• **EXERCISE DESCRIPTION**:
When you transcribe the entries, reproduce every character and exclude the images.

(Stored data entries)
-------------------------

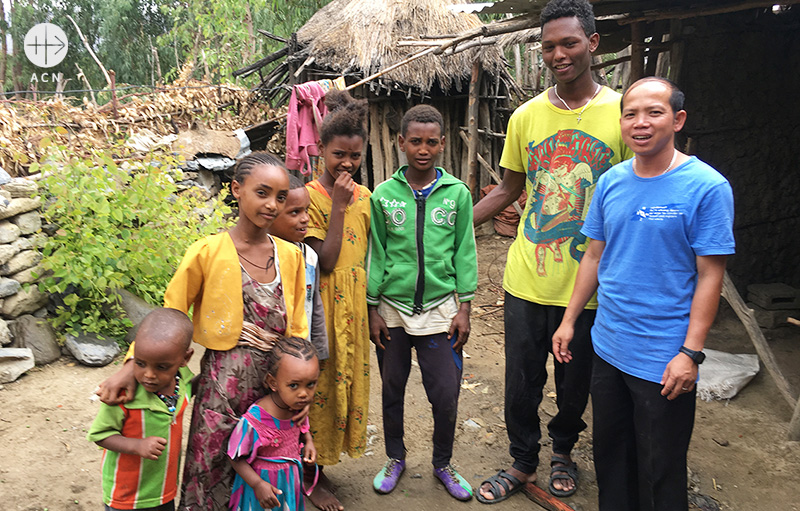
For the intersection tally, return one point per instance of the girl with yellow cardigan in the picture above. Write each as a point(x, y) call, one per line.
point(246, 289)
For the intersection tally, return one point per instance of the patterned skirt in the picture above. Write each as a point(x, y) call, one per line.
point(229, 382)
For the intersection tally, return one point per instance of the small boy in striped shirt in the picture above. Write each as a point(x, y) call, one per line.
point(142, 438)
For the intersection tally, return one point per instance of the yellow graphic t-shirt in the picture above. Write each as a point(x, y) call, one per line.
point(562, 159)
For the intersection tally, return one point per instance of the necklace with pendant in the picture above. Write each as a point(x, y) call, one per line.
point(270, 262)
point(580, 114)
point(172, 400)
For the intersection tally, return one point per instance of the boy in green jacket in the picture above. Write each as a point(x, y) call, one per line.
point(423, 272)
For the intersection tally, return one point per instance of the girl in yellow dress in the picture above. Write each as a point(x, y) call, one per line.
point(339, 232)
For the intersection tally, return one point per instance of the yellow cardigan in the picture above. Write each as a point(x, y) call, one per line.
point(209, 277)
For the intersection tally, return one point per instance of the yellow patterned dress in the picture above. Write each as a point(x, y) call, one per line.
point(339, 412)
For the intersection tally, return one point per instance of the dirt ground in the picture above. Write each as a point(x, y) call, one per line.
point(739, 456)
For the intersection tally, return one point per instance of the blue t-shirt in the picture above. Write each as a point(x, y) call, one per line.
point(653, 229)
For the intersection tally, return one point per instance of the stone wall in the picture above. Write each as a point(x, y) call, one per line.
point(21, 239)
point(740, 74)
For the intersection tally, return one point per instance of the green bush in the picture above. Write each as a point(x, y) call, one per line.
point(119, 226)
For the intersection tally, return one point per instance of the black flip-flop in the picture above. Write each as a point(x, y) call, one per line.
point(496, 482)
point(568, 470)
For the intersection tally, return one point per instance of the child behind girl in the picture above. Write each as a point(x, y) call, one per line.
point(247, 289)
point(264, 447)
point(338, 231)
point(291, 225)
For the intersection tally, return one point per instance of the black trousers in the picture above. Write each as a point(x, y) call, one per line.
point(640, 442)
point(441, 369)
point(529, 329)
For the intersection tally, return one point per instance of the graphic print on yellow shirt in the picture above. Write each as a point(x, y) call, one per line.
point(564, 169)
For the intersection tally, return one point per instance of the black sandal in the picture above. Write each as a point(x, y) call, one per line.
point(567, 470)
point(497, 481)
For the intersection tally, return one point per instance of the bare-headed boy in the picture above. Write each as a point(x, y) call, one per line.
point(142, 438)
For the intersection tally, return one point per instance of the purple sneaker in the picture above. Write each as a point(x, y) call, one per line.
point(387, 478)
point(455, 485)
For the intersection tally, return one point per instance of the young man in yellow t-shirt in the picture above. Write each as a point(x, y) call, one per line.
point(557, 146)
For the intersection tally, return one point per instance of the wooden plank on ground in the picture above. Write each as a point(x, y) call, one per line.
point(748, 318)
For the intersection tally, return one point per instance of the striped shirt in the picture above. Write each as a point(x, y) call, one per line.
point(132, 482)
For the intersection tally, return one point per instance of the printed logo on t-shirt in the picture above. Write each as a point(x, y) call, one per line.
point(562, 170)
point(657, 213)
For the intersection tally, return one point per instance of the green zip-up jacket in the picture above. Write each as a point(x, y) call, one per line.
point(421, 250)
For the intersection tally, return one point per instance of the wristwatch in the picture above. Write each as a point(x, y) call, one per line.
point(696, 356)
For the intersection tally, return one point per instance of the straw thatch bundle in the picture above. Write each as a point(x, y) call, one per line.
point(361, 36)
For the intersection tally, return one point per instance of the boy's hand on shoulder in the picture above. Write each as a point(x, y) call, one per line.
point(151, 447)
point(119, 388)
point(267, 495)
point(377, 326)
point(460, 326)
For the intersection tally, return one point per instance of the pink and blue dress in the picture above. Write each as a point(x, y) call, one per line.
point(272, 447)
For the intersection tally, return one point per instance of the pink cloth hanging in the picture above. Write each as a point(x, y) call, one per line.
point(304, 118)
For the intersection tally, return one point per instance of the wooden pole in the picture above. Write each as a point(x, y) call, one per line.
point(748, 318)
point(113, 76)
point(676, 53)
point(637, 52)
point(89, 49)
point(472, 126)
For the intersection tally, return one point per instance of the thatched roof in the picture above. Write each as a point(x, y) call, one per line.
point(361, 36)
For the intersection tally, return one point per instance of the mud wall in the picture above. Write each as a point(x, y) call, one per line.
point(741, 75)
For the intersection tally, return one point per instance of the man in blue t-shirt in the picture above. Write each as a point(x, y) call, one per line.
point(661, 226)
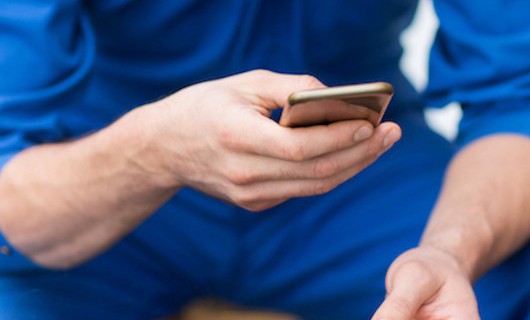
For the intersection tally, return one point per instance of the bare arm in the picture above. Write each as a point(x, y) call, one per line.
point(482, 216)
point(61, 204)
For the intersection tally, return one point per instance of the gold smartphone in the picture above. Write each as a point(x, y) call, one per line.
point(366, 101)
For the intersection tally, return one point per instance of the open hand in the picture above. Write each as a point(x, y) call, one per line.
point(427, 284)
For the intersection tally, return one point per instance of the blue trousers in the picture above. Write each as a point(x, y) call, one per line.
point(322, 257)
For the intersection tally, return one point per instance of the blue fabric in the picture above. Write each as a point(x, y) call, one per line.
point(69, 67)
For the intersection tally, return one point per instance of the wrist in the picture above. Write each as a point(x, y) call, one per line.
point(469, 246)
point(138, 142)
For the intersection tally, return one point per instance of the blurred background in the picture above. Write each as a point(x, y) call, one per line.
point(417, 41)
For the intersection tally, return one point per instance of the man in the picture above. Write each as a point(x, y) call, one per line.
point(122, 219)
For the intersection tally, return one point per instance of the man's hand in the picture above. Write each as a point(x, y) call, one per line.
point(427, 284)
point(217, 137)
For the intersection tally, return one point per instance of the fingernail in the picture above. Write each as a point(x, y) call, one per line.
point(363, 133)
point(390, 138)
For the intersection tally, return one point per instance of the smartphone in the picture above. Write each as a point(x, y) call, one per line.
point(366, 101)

-------------------------

• **REPLY**:
For the intersection tally, return one point per instance of the girl with yellow cardigan in the picture above. Write each as a point(x, y) call, one per line.
point(246, 289)
For the intersection tally, return one point per instance of the patterned skirt in the picture above. Write each as a point(x, y) call, one per line.
point(229, 382)
For the intersection tally, return one point per instance of the small boy in striped shirt in the picture above. Write each as a point(x, y) call, one per line.
point(142, 438)
For the intersection tally, return one point per instance of the yellow graphic t-shirt in the picture above. Write each as a point(x, y) call, one per line.
point(562, 159)
For the intersection tally, return one point per instance of the necklace with pendant in the picture above. Write each as a point(x, y) call, one per line.
point(270, 262)
point(580, 114)
point(172, 400)
For the intersection tally, return one point per instance of the boy in green jacket in the picture above. Write each as a point(x, y) call, one per line.
point(423, 272)
For the intersection tally, return one point per instance of the girl in yellow dress in the picture above. Write each as a point(x, y) call, one per line.
point(339, 232)
For the intersection tally, return one point per instance of the yellow cardigan in the picture above. Write each as a point(x, y) call, one per line.
point(209, 277)
For the intersection tally, return one point per instance of the yellow patterned dress in the picture above. Write each as a point(x, y) call, one per line.
point(339, 412)
For the intersection tally, return one point per instance of the dirt ground in the picture above. Write each as a point(x, y) call, one per line.
point(739, 456)
For the intersection tally, return one point per instance of the blue t-shirt in the picture above. Write each as a point(x, y) call, one per line.
point(653, 229)
For the intersection tally, return one point per instance of the stone wall in the picture above. Write each as a point(x, y) call, one per line.
point(21, 239)
point(740, 74)
For the intersection tally, return one point per instance of the green bush in the picture above. Write each as a point(x, y) call, one per line.
point(119, 226)
For the intersection tally, return one point per instance of the black flip-flop in the picture above. Write each as a point(x, y) call, one per line.
point(496, 482)
point(568, 470)
For the intersection tally, return one point per instance of the child behind girl in the picture above. Write each as a point(x, y) call, one per line.
point(247, 289)
point(264, 447)
point(338, 231)
point(291, 225)
For the intersection tally, return one point per instance of the black trousers in the picture above. Write each as a point(x, y) call, one per line.
point(640, 442)
point(441, 369)
point(529, 329)
For the intersection tally, return one point per instance of the graphic print on yellow shirt in the picture above. Write each as a point(x, y) call, one per line.
point(564, 169)
For the intersection tally, return one point per instance of the black sandal in the picture above. Write each as a point(x, y) call, one per line.
point(567, 470)
point(497, 481)
For the intersection tally, return one point per instance of the bare-headed boy in the picture above. Write each as a point(x, y) call, one per line.
point(142, 438)
For the intersection tally, return one point per instance of the purple sneaker in the picture above. Write each as a point(x, y) call, one per line.
point(387, 478)
point(455, 485)
For the intersection tally, return one point per instance of the young man in yellow t-shirt in the picture above. Write each as a point(x, y) call, one per line.
point(557, 146)
For the intersection tally, return one point per instance of the wooden plank on ground in the picture above. Write each as a point(x, y) call, one per line.
point(748, 318)
For the intersection tally, return one point per instance of the striped shirt in the picture above. Write each as a point(x, y) call, one per line.
point(132, 482)
For the intersection tally, return one point per instance of the printed logo on t-shirt in the picture above. Write each as a point(x, y) call, one per line.
point(562, 170)
point(657, 213)
For the intersection tally, return one point per instance of the green zip-up jacket in the picture above. Write each as a point(x, y) call, one per line.
point(421, 250)
For the intersection tally, return one point per instance of the wristwatch in the picture above. Write each as a point(x, y) call, one per line.
point(696, 356)
For the intersection tally, return one point per instance of the straw thatch bundle in the picture above. Write each as a point(x, y) call, one per line.
point(361, 36)
For the intersection tally, return one point per instance of the boy's hand on shoulder in the picture above. Write each as a point(x, y) call, one per line.
point(151, 447)
point(119, 388)
point(267, 495)
point(377, 326)
point(460, 326)
For the intersection tally, return one point per instance of the pink and blue dress in the picture above. Write each as a point(x, y) call, one per line.
point(272, 447)
For the intersection tally, return one point per instance of the pink cloth hanging in the picture above. Write each as a point(x, y) call, one per line.
point(304, 118)
For the intersection tally, return one point per instance of the wooden pole in the picture above. Write each as a point(x, y) call, one per line.
point(748, 318)
point(113, 76)
point(676, 53)
point(637, 52)
point(89, 49)
point(472, 126)
For the intersection tally, return one point per instance of the thatched roof in the picture above. Write each as a point(x, y) call, one per line.
point(361, 36)
For the intersection tally, return one point per instance of the mud wall in the picture above. Write each as a point(x, y) call, one per line.
point(741, 75)
For the intersection tally, return one point per instance of the man in blue t-shirt in the picture above. Write each as a point(x, y) call, one per line.
point(661, 226)
For the intersection tally, return one point per instance of the bare arm in the picture above. Write each as a point(x, y) call, one per line.
point(482, 216)
point(61, 204)
For the intersection tally, return one point per instance of the gold smartphone in the picture above. Write each as a point(x, y) call, one per line.
point(366, 101)
For the intersection tally, return one point per instance of the open hand in the picture above. Write each as a point(x, y) call, one per line.
point(427, 284)
For the intersection tally, return one point per instance of the blue trousers in the picture above. Write each as a point(x, y) call, one per line.
point(322, 257)
For the intersection tally, return one point per instance of the blue fabric in the picture above. Write each as a point(x, y) call, one per line.
point(69, 67)
For the intersection tally, return one point per instance of the wrist in the picture above. Write each as a point(x, y) call, one per line.
point(469, 246)
point(138, 142)
For the intersection tally, return one point per instance of the blurred background in the picture above. Write each as a point(x, y) call, one per line.
point(417, 41)
For the intersection tally, return one point per instance of the man in the picture above. Write each as a point(x, y) call, one per line.
point(122, 219)
For the intersection tally, return one point per instance of the man's hand in the picture above. Write each as a point(x, y) call, one per line.
point(427, 284)
point(217, 137)
For the intersection tally, return one point per instance of the fingernail in the picture above. Write each as a point(x, y) call, one per line.
point(363, 133)
point(390, 138)
For the intersection tally, return one point per instance of the smartphone in the picture above. Write each as a point(x, y) call, one per line.
point(366, 101)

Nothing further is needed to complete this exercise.